(Compito a)
Riproduci per intero e senza modifiche l'estratto sul federalismo fiscale.

(Estratto scelto)
★ ★ ★ ★ ★
Su Report il federalismo fiscale all’italiana: a Reggio mancano 41 milioni - VIDEO

È il risultato di un’inchiesta di Report e Openpolis che mostra le incongruenze della riforma incompleta del Titolo V della Costituzione

“Chi guadagna e chi perde con l’autonomia differenziata? Come sarebbe andata se avessimo applicato davvero il federalismo fiscale?”.

A domandarselo, l’altra sera, sulla terza rete nazionale, è stato il giornalista Sigfrido Ranucci, quale risultante, ovviamente polemica, dell’inchiesta in cui sono stati presentati i dati raccolti nel dossier “Il calcolo disuguale. La distribuzione delle risorse ai comuni per i servizi“, elaborato da Openpolis in collaborazione proprio con Report.
★ ★ ★ ★ ★
(Dati forniti)

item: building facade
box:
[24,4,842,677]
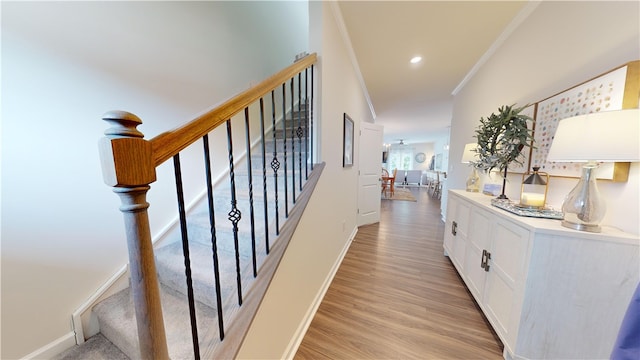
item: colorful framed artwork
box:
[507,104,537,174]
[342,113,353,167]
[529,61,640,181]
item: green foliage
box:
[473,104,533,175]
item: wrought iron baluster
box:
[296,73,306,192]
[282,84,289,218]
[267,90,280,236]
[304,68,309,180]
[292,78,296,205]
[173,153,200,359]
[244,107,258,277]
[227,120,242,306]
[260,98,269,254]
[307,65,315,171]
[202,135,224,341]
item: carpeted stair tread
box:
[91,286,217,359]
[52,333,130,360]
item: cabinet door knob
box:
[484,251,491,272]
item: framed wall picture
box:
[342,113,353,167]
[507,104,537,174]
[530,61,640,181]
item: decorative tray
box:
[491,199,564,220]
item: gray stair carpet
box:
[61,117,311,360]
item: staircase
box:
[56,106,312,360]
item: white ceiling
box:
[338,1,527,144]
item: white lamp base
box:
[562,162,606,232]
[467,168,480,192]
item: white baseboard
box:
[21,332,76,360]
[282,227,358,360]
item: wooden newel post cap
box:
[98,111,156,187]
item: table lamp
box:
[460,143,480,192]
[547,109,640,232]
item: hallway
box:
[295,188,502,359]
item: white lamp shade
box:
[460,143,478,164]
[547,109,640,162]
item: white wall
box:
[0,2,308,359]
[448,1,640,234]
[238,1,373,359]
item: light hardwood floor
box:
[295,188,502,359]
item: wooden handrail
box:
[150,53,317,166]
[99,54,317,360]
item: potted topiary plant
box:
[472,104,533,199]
★ ★ ★ ★ ★
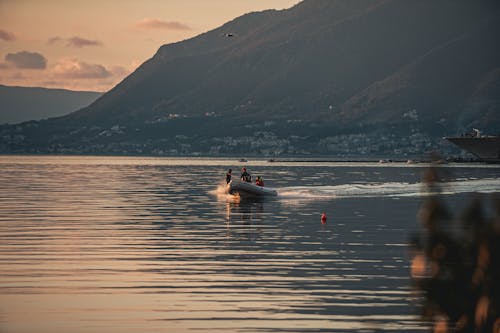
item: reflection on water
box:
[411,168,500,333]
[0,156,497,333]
★ ★ ★ ★ ★
(Compito b)
Trascrivi tutte le righe dei dati, da quella che contiene "item: building facade" giù fino a quella che contiene "[202,135,224,341]", comprese entrambe. Lascia fuori le immagini.

(Risposta a)
Su Report il federalismo fiscale all’italiana: a Reggio mancano 41 milioni - VIDEO

È il risultato di un’inchiesta di Report e Openpolis che mostra le incongruenze della riforma incompleta del Titolo V della Costituzione

“Chi guadagna e chi perde con l’autonomia differenziata? Come sarebbe andata se avessimo applicato davvero il federalismo fiscale?”.

A domandarselo, l’altra sera, sulla terza rete nazionale, è stato il giornalista Sigfrido Ranucci, quale risultante, ovviamente polemica, dell’inchiesta in cui sono stati presentati i dati raccolti nel dossier “Il calcolo disuguale. La distribuzione delle risorse ai comuni per i servizi“, elaborato da Openpolis in collaborazione proprio con Report.

(Risposta b)
item: building facade
box:
[24,4,842,677]
item: colorful framed artwork
box:
[507,104,537,174]
[342,113,353,167]
[529,61,640,181]
item: green foliage
box:
[473,104,533,175]
item: wrought iron baluster
box:
[296,73,306,192]
[282,84,289,218]
[267,90,280,236]
[304,68,309,180]
[292,78,296,205]
[173,153,200,359]
[244,107,258,277]
[227,120,242,306]
[260,98,269,254]
[307,65,315,171]
[202,135,224,341]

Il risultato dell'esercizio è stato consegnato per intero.